§ Brano scelto:
▬▬▬
Fratel Ettore Boschini, l'arcivescovo Delpini apre processo di beatificazione

"Desideroso di stare vicino ai pià diseredati, senza tetto, immigrati, persone sole senza affetti, prese ad istituire dei "Rifugi", luoghi ospitali organizzati per soccorrerli al meglio"

Fratel Ettore Boschini (Brianza)

Fratel Ettore Boschini (Brianza)

Milano, 21 ottobre 2017 - L'Arcivescovo di Milano Mario Delpini, ha incaricato la Curia Arcivescovile di pubblicare l'Editto per l'apertura del processo di beatificazione e canonizzazione "del Servo di Dio Fratel Ettore Boschini". Da questo momento i fedeli ambrosiani potranno far pervenire al Servizio per le Cause dei Santi della Curia Arcivescovile di Milano testimonianze o scritti sulla figura del sacerdote in vista dell'inizio dell'istruttoria diocesana martedi' 19 dicembre. Avanzata dall'Ordine Religioso dei Chierici Regolari Ministri degli Infermi (Camilliani) e dall'associazione I Missionari del Cuore Immacolato di Maria, la richiesta di apertura del processo di beatificazione, era già stata accolta il 12 marzo 2012, dall'allora Arcivescovo di Milano, cardinale Angelo Scola. Con la pubblicazione dell'Editto, Delpini ha confermato la scelta del suo predecessore. Fratel Ettore Boschini, morì il 20 agosto 2004 a 76 anni, nella clinica camilliana "San Pio X" a Milano. 

Nato nella frazione Belvedere del Comune di Roverbella (Mantova) il 25 marzo 1928 da una famiglia di agricoltori, Ettore Boschini trascorse la fanciullezza in ristrettezze economiche familiari e giunto all'adolescenza dovette lasciare la scuola, per andare a lavorare nei campi e nelle stalle, alle dipendenze di piccoli proprietari terrieri. "Giunto ai 24 anni, la vocazione allo stato religioso che avvertiva in sé, si fece più insistente - spiegano dalla Curia Milanese - per cui scelse di entrare nell'Ordine dei Camilliani, venendo accolto il 6 gennaio 1952 e pronunciando i voti temporanei come Fratello, il 2 ottobre del 1953".
▬▬▬
§ Materiale fornito:
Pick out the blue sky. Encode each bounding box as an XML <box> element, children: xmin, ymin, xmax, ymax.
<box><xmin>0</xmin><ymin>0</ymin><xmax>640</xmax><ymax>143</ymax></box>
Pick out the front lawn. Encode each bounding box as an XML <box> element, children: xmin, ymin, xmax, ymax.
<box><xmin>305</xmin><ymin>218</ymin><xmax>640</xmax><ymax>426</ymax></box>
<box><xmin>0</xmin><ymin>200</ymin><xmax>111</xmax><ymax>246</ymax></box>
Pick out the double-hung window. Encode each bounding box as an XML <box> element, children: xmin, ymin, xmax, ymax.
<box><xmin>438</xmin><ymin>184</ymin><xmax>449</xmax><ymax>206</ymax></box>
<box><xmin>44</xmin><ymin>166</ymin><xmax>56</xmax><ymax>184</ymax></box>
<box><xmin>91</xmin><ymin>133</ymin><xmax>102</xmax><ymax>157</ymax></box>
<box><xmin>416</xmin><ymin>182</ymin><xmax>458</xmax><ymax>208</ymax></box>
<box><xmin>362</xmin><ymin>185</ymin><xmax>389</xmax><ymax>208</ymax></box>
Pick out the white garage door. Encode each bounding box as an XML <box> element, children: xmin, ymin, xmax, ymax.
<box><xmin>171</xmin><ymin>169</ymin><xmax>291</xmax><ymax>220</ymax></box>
▬▬▬
§ Consegne:
(1) Secondo il brano su Fratel Ettore Boschini, in che data e in quale clinica morì?
(2) Continua il brano su Fratel Ettore Boschini a partire dall'ultima frase riportata.
Le voci del materiale fornito non hanno legami con il brano su Fratel Ettore Boschini.

§ Soluzioni:
(1) Il 20 agosto 2004, nella clinica camilliana "San Pio X" a Milano.

(2)
Nei primi anni Settanta fu destinato a Milano, alla clinica camilliana "San Pio X", dove mentre lavorava, riuscì a conseguire la licenza media e il diploma d'infermiere professionale. "Nel capoluogo lombardo, scoprì le miserie che si nascondono nella vita metropolitana delle grandi città. Desideroso di stare vicino ai pià diseredati, senza tetto, immigrati, persone sole senza affetti, prese ad istituire dei "Rifugi", luoghi ospitali organizzati per soccorrerli al meglio, prima da solo, poi con l'aiuto di volontari attratti dal suo carisma camilliano. Con la sua sdrucita veste talare nera, con la grossa croce rossa sul petto, abito tipico del suo Ordine, percorreva in lungo e in largo Milano, alla ricerca dei bisognosi, offrendo aiuto concreto e spirituale. Superò innumerevoli difficoltà, incomprensioni, maltrattamenti e, con il tempo, divenne il simbolo di una vera e difficile solidarietà".